*** Excerpted passage ***
Manual "hands-on" treatment from a therapist, such as massage, trigger point release techniques, dry needling, joint mobilization, stretches, and electrotherapy, can assist with hastening healing, improving range of movement, pain and function and correcting factors that have contributed to the development of the pelvic stress fracture. This can generally commence once the physician or specialist has indicated it is safe to do so.
Patients should also perform specific pain free flexibility and strengthening exercises as part of their rehabilitation to ensure an optimal outcome. Particular emphasis is placed on improving pelvic stability and core stability. Alternative activities which place minimal weight bearing forces through the affected bone should be performed to maintain fitness (such as swimming, cycling and water running). The treating therapist can advise which exercises and activities are most appropriate for the patient and when they should be commenced.
In the final stages of rehabilitation for a pelvic stress fracture, a gradual return to activity or sport can occur as guided by the treating therapist, provided symptoms do not increase. This may involve a gradual return to running program to recondition the pelvis to running in a safe and effective manner.
Appropriate footwear advice and / or the use of orthotics may also be indicated in those patients whose lower limb biomechanics are likely to have contributed to the development of the pelvic stress fracture. Running technique, as well as training technique or training methods, may also need addressing to decrease the likelihood of injury recurrence.
There are several factors which may contribute to the development of a pelvic stress fracture. These need to be assessed and, where possible, corrected with direction from the treating therapist. Some of these factors include:
- muscle weakness (particularly of the gluteals, pelvic stabilizers and core stabilizers)
- pelvic instability (often following pregnancy)
- poor flexibility (particularly of the gluteals, hip flexors, abdominals, adductors, hamstrings or quadriceps)
- joint stiffness (particularly of the hip, lumbar spine, knee or ankle)
*** End of Excerpted passage ***
— Questions to answer —
a. Please print everything from "Appropriate footwear advice" down to "(often following pregnancy)" in the pelvic stress fracture passage.
b. Turn the paragraph of the pelvic stress fracture passage that opens with "Patients should also perform" into a short list that keeps its main facts.
c. Answer these questions from the pelvic stress fracture passage.
(i) Which three activities are given as examples for maintaining fitness?
(ii) What may be indicated for patients whose lower limb biomechanics likely contributed to the fracture?
(iii) What does pelvic instability often follow?
*** Entries provided ***
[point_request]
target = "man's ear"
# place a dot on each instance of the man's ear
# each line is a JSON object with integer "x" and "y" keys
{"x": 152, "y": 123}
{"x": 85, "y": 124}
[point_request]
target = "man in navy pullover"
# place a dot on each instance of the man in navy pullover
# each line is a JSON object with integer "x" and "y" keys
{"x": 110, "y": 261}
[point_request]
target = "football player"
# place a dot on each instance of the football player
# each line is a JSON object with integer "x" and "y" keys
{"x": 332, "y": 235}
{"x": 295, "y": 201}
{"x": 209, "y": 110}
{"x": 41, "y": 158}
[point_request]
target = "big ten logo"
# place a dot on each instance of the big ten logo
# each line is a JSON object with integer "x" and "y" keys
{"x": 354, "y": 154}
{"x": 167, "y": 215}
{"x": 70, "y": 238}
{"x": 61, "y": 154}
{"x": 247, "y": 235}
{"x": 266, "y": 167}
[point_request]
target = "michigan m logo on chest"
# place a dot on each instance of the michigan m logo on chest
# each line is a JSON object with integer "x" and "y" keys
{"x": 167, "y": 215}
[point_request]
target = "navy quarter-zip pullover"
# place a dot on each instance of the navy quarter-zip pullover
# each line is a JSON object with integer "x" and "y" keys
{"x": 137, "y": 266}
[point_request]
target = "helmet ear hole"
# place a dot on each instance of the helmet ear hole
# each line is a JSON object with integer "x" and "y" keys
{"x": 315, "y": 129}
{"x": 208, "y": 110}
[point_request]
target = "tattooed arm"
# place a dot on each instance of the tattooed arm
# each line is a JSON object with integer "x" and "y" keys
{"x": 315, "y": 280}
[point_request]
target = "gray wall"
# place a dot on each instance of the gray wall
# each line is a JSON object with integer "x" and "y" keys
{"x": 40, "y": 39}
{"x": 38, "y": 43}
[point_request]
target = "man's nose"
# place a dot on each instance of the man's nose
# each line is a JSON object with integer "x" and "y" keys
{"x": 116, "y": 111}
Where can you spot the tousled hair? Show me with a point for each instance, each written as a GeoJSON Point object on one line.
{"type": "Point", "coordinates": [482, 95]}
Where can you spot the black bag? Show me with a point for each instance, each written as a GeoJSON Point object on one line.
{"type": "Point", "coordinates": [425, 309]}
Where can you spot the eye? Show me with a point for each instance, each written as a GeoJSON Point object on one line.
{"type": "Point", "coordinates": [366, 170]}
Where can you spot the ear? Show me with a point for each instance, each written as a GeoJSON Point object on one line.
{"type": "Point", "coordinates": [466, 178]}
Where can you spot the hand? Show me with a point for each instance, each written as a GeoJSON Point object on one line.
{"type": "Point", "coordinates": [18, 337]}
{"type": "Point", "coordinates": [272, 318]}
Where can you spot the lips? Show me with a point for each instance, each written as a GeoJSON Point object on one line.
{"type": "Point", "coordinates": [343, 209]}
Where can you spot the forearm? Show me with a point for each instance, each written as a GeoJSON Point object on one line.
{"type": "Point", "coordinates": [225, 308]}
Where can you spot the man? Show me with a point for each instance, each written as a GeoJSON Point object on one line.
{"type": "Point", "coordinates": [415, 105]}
*** End of Entries provided ***
— Solutions to the tasks —
a.
Appropriate footwear advice and / or the use of orthotics may also be indicated in those patients whose lower limb biomechanics are likely to have contributed to the development of the pelvic stress fracture. Running technique, as well as training technique or training methods, may also need addressing to decrease the likelihood of injury recurrence.
There are several factors which may contribute to the development of a pelvic stress fracture. These need to be assessed and, where possible, corrected with direction from the treating therapist. Some of these factors include:
- muscle weakness (particularly of the gluteals, pelvic stabilizers and core stabilizers)
- pelvic instability (often following pregnancy)

b.
- Patients should do specific pain-free flexibility and strengthening exercises for an optimal outcome.
- The focus is on improving pelvic stability and core stability.
- Fitness can be maintained with activities that put minimal weight-bearing force through the affected bone, such as swimming, cycling and water running.
- The treating therapist can advise which exercises and activities suit the patient and when to start them.

c.
(i) Swimming, cycling and water running.
(ii) Appropriate footwear advice and/or the use of orthotics.
(iii) Pregnancy.